Start of Text shown

What I sought to impress upon LaDay is one of the most valuable lessons there is — important for Black Americans and white Americans alike. If one measure of enduring white supremacy is that African Americans still find themselves becoming firsts, year after year, in field after field, the history of interior design offers a counter-narrative: we have been here, and we have excelled, long before anyone thought to notice.

In a display ad dated September 26, 1936, the AmNews documented the near universal admiration of an elegant but enigmatic designer from Trinidad. His brilliant work saw white competitors trekking up to Harlem for inspiration. It read:

“In Appreciation…Mr. ALPHA SOGATA

The management of the SAVOY BALLROOM wishes to express its deep appreciation to its decorator … for the splendid transformation of the SAVOY BALLROOM. The public acclamation is gratifying to the Management and we feel very happy in publicly expressing our appreciation. The Management”

End of Text shown
Start of Source data

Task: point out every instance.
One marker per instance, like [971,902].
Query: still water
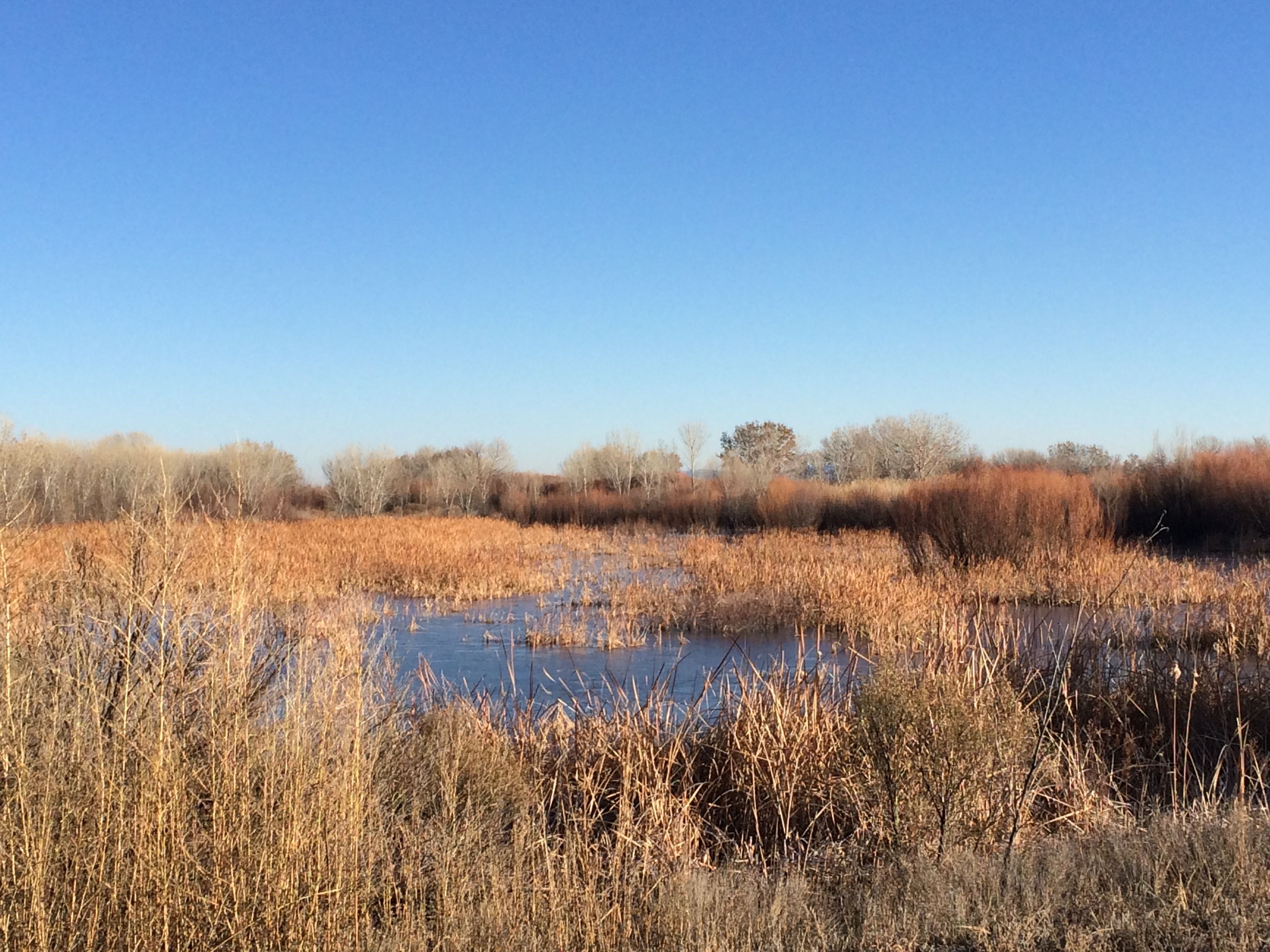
[484,649]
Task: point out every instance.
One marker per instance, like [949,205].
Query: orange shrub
[999,513]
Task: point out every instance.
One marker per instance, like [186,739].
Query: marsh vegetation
[1010,723]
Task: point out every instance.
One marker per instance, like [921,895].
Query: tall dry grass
[451,560]
[987,514]
[188,765]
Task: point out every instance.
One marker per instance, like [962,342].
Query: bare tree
[247,479]
[616,460]
[911,447]
[580,467]
[360,480]
[769,447]
[477,466]
[694,437]
[657,467]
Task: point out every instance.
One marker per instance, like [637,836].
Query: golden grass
[446,559]
[187,766]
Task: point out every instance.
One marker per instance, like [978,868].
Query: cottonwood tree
[616,460]
[1019,458]
[766,447]
[477,466]
[694,437]
[18,478]
[580,467]
[360,480]
[657,467]
[248,479]
[1074,457]
[911,447]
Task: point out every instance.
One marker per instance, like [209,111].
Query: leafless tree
[477,467]
[581,467]
[616,460]
[694,437]
[657,467]
[360,480]
[769,448]
[247,479]
[1019,458]
[911,447]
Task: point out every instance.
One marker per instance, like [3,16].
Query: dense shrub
[997,513]
[1217,500]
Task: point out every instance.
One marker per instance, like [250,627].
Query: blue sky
[407,224]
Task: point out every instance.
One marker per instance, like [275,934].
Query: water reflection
[484,650]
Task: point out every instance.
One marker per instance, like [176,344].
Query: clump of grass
[986,514]
[189,761]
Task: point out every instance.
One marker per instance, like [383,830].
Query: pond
[484,649]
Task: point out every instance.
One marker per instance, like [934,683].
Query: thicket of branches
[55,481]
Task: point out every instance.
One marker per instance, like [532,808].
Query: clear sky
[427,222]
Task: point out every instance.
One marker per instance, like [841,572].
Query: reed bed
[451,560]
[189,762]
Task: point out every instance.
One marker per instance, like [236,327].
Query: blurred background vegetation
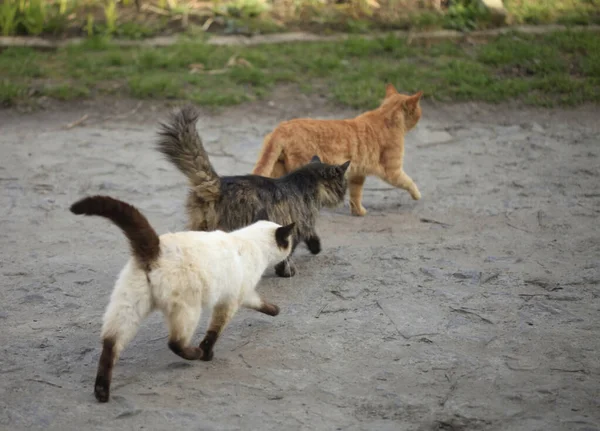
[136,19]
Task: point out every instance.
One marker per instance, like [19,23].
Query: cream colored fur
[195,271]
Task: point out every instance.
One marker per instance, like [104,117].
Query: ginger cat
[373,142]
[232,202]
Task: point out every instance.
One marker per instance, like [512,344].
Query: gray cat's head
[332,181]
[278,239]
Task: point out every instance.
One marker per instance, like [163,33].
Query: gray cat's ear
[261,215]
[282,235]
[345,166]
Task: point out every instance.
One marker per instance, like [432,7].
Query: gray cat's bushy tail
[180,143]
[145,244]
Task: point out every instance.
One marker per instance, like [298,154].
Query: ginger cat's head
[401,110]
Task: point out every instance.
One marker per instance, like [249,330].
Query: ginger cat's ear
[390,90]
[412,101]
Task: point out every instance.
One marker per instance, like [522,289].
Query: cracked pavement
[475,308]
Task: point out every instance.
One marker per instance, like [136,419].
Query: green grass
[581,12]
[558,69]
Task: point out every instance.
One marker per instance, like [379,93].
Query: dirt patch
[475,308]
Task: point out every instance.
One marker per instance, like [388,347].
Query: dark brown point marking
[285,269]
[314,244]
[104,375]
[270,309]
[207,345]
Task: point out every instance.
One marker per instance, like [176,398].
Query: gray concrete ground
[476,308]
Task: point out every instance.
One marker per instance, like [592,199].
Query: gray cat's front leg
[286,268]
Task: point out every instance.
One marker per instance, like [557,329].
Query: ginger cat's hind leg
[222,314]
[400,179]
[355,184]
[278,170]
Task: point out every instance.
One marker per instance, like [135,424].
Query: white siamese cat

End of Source data

Work instructions
1/ According to the passage, where was the designer praised in the 1936 advertisement from?
2/ Rewrite the section of the passage starting at "What I sought" and ending at "thought to notice.", substituting "architecture" for "interior design".
3/ List every place named in the passage.

Answers for each item
1/ Trinidad

2/
What I sought to impress upon LaDay is one of the most valuable lessons there is — important for Black Americans and white Americans alike. If one measure of enduring white supremacy is that African Americans still find themselves becoming firsts, year after year, in field after field, the history of architecture offers a counter-narrative: we have been here, and we have excelled, long before anyone thought to notice.

3/ Trinidad, Harlem, the Savoy Ballroom